# [Stated problem]
Please identify every line in the listing below that contains the string "wall", and copy each of those lines. Matching is case-sensitive.

━━━ Task inputs ━━━

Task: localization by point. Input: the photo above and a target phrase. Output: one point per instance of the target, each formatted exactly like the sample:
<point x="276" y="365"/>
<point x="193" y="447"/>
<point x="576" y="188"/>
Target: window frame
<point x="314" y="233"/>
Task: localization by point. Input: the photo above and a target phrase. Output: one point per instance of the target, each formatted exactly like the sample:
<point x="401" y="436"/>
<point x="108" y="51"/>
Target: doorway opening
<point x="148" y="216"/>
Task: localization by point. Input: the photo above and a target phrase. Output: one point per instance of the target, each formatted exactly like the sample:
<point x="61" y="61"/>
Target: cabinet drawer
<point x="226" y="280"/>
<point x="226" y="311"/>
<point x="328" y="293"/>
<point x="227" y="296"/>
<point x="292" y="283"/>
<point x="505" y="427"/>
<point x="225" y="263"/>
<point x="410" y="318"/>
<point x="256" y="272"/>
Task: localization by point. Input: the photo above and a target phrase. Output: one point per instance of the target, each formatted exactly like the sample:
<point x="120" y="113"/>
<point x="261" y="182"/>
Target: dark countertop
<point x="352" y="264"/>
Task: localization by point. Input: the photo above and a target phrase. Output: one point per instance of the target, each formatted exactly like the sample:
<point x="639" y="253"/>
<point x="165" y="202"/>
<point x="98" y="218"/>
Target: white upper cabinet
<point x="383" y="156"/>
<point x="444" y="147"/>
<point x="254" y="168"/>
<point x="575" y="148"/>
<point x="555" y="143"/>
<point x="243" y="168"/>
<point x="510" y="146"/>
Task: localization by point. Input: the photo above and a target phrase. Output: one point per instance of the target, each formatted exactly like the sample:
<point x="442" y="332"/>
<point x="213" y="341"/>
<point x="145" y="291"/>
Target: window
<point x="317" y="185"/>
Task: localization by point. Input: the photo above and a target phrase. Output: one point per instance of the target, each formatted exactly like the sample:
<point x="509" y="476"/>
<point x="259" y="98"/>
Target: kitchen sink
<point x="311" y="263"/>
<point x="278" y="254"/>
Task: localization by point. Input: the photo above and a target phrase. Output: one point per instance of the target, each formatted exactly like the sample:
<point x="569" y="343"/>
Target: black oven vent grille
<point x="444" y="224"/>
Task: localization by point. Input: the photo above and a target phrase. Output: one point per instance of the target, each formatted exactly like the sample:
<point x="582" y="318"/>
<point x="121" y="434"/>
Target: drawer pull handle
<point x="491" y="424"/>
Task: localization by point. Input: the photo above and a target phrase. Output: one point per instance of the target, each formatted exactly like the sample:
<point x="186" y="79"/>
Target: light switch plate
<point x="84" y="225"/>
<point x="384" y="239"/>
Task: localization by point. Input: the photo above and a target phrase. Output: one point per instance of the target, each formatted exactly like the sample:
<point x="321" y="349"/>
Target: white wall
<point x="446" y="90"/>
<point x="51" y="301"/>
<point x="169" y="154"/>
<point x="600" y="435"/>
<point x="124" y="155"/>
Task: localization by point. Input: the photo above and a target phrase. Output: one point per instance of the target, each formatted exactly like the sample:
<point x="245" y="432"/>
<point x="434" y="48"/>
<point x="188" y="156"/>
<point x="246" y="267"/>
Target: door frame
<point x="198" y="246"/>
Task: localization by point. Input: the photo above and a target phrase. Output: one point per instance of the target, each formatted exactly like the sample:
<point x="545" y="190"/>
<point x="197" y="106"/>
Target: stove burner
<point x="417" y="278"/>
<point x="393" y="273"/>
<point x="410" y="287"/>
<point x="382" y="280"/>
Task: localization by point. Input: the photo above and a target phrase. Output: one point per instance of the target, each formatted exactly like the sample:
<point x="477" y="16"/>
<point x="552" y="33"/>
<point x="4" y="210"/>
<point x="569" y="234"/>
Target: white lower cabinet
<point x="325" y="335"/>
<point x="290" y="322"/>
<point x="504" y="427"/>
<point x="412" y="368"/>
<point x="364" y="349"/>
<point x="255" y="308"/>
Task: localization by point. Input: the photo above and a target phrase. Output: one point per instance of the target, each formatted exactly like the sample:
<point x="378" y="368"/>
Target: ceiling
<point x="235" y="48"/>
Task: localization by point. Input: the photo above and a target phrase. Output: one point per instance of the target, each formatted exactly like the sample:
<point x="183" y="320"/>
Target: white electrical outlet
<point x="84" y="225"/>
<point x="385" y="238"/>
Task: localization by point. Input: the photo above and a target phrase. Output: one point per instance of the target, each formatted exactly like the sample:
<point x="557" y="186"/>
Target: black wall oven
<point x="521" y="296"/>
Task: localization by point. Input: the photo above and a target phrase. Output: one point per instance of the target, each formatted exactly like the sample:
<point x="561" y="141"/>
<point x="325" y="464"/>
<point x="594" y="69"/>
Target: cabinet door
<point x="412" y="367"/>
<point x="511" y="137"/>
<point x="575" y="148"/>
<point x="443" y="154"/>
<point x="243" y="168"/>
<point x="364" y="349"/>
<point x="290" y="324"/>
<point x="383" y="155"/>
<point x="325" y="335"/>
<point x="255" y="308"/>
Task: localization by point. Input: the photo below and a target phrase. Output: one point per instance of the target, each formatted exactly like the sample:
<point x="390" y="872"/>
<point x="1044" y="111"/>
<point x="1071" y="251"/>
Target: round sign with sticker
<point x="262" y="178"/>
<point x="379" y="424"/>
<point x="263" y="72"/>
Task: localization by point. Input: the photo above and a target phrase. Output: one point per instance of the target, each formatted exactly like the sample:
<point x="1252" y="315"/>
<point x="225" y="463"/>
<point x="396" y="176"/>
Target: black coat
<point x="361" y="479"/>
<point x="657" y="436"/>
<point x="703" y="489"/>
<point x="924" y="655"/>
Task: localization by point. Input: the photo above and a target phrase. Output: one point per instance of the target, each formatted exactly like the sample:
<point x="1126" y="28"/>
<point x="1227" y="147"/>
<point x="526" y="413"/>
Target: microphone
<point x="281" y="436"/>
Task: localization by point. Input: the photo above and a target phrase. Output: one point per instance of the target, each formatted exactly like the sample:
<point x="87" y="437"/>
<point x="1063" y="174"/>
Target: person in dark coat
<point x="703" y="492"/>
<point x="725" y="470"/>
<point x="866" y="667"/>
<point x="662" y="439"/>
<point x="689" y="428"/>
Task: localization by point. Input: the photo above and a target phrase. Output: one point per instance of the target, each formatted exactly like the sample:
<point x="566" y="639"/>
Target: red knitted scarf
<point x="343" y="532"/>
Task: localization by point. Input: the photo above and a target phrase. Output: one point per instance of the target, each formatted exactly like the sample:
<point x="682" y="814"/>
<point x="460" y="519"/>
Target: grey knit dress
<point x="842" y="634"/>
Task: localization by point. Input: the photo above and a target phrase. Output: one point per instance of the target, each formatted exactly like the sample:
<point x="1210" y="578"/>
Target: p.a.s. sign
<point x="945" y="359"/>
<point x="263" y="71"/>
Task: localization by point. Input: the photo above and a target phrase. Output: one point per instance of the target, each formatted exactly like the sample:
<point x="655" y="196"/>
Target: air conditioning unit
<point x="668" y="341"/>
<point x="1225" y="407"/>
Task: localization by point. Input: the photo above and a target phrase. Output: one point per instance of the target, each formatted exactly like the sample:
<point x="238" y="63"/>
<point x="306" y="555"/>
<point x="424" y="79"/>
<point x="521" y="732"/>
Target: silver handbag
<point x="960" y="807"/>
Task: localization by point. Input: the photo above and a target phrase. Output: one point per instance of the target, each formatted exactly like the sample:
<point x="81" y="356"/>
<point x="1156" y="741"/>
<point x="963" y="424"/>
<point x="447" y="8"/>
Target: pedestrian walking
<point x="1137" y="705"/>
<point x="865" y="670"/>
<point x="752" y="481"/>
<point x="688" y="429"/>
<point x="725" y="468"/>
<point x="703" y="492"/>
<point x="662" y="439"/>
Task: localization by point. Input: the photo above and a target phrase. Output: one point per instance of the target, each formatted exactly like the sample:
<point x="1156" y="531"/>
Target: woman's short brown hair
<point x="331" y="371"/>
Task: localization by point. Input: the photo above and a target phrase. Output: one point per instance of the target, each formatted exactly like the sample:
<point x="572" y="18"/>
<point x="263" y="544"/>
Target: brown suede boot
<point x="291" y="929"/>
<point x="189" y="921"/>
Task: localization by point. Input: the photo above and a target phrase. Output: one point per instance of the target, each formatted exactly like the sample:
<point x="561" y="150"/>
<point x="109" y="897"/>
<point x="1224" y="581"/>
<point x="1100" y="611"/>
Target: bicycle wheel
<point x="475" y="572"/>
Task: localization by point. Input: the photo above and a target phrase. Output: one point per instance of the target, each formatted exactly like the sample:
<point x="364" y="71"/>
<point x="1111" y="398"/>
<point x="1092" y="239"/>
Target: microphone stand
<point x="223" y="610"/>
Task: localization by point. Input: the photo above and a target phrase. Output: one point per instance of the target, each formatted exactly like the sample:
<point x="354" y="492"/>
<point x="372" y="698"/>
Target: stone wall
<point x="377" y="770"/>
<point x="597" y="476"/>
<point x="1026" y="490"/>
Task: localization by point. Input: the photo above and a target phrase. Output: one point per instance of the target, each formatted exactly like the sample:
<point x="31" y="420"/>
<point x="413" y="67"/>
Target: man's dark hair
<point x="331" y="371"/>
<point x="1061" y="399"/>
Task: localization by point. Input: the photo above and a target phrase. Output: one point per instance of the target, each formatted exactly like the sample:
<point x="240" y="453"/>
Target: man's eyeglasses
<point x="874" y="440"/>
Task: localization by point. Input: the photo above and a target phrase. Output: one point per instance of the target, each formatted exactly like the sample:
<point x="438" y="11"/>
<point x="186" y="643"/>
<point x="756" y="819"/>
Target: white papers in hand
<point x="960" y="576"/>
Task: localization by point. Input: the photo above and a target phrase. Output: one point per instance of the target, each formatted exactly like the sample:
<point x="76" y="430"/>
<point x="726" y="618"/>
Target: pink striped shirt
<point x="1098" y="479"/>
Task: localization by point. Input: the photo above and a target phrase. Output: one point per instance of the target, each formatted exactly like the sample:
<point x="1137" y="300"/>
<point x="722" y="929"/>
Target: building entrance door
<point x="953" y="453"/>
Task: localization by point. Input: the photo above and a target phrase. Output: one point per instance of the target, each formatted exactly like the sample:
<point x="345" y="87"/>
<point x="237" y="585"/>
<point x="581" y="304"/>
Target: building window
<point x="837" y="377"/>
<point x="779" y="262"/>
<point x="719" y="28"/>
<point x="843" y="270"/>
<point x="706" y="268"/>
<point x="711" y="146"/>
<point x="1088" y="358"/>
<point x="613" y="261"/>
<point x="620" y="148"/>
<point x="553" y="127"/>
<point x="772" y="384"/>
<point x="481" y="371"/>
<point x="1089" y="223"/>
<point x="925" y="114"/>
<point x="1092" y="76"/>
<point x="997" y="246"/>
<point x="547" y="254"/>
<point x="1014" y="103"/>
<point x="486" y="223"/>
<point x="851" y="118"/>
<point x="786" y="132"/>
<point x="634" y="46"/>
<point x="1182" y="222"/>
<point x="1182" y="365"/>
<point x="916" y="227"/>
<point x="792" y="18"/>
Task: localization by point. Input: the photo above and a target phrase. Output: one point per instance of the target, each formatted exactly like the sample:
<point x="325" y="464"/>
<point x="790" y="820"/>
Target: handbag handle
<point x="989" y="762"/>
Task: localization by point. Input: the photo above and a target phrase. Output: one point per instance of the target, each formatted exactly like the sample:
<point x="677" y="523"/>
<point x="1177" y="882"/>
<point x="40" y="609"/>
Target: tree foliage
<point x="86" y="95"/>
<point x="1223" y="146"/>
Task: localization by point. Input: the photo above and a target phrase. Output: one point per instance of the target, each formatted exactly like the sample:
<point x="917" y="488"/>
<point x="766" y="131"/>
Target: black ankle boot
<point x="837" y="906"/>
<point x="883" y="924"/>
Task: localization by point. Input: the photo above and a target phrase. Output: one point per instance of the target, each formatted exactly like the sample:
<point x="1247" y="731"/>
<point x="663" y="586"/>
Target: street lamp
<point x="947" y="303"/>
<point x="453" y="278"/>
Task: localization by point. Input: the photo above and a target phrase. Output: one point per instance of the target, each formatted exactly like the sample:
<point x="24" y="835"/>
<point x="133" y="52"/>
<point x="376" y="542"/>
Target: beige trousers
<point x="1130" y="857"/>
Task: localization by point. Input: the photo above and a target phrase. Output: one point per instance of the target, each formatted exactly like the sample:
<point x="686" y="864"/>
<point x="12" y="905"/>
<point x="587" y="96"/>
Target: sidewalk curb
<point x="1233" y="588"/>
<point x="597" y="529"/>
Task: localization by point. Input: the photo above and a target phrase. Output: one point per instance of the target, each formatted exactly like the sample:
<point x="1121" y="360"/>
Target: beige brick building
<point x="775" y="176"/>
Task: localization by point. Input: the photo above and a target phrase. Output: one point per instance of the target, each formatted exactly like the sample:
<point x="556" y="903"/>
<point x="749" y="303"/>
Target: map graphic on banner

━━━

# [The result]
Target: white wall
Target: black wall oven
Target: stone wall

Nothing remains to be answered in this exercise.